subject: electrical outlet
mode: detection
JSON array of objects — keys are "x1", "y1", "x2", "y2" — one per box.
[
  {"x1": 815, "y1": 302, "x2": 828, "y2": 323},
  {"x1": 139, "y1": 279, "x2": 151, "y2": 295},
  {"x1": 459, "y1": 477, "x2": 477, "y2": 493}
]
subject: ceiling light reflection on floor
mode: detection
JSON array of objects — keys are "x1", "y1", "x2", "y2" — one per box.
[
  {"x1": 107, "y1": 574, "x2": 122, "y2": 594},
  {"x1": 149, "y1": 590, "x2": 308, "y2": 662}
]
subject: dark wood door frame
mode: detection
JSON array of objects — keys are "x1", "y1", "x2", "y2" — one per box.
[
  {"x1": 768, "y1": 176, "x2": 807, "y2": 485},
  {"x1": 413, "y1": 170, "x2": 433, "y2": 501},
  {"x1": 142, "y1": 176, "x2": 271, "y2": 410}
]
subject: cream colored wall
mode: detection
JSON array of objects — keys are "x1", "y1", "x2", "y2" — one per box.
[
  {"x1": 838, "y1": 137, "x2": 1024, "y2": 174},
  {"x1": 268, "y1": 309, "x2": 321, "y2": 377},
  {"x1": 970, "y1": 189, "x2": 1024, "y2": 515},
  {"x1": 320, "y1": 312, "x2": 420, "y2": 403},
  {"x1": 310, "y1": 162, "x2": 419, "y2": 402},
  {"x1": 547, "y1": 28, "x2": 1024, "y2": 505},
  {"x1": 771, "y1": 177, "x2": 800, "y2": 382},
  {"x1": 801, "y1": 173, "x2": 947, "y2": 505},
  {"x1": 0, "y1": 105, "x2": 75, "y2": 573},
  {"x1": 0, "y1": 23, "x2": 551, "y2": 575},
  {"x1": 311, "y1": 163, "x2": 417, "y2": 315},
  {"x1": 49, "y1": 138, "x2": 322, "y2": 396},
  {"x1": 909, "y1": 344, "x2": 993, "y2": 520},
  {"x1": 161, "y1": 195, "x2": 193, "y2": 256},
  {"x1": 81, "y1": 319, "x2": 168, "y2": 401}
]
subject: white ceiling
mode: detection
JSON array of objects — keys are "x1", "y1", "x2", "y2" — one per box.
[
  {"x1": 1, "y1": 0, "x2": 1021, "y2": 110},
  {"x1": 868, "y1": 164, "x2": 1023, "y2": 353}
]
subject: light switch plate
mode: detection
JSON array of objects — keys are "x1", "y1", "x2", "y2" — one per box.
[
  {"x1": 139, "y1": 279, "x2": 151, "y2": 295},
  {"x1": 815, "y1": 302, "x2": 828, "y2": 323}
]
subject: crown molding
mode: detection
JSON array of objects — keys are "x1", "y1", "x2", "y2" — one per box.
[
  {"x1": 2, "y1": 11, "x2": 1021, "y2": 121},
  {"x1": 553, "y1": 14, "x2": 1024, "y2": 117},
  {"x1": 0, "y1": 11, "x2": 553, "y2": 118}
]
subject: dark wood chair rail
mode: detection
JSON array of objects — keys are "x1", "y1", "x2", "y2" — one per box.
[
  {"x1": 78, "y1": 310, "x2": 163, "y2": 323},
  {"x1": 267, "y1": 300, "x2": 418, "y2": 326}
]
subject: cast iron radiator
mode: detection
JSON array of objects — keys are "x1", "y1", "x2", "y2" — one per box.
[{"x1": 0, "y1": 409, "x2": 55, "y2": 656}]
= = = = = = =
◆ WHAT IS BEING ASKED: In the records above, find the line containing "subject: cream colored wall" and restate word for word every line from the first through that one.

◆ EXERCISE RESPONSE:
subject: electrical outlet
mode: detection
JSON array of objects — keys are "x1", "y1", "x2", "y2" — one per box.
[
  {"x1": 815, "y1": 302, "x2": 828, "y2": 323},
  {"x1": 139, "y1": 279, "x2": 151, "y2": 295},
  {"x1": 459, "y1": 477, "x2": 477, "y2": 493}
]
subject: ceiling light reflection on floor
mode: detection
JSON array of objects — keys are "x1", "y1", "x2", "y2" — one per box.
[
  {"x1": 107, "y1": 574, "x2": 122, "y2": 594},
  {"x1": 149, "y1": 590, "x2": 308, "y2": 662}
]
subject: dark wood door frame
mode: detection
JSON array of objects — keys are "x1", "y1", "x2", "y2" — one per box.
[
  {"x1": 768, "y1": 176, "x2": 807, "y2": 485},
  {"x1": 413, "y1": 170, "x2": 433, "y2": 501},
  {"x1": 142, "y1": 176, "x2": 271, "y2": 410}
]
subject: cream colored wall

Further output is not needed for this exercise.